--- Exercise brief ---
Update the rows from the line that has "like [59, 631]." through the last row, changing "cream" to "beige" and leaving everything else as it is.

(Entries from a dataset)
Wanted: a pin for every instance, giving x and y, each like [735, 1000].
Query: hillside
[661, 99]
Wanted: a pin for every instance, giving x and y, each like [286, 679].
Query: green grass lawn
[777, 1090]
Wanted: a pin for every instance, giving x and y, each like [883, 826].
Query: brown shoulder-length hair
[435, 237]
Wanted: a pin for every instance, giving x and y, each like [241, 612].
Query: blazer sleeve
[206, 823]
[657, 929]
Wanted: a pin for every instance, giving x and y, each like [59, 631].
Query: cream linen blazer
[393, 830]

--- Final result ---
Wanted: a pin for every instance, giving x and y, each like [59, 631].
Query: beige linen blazer
[393, 830]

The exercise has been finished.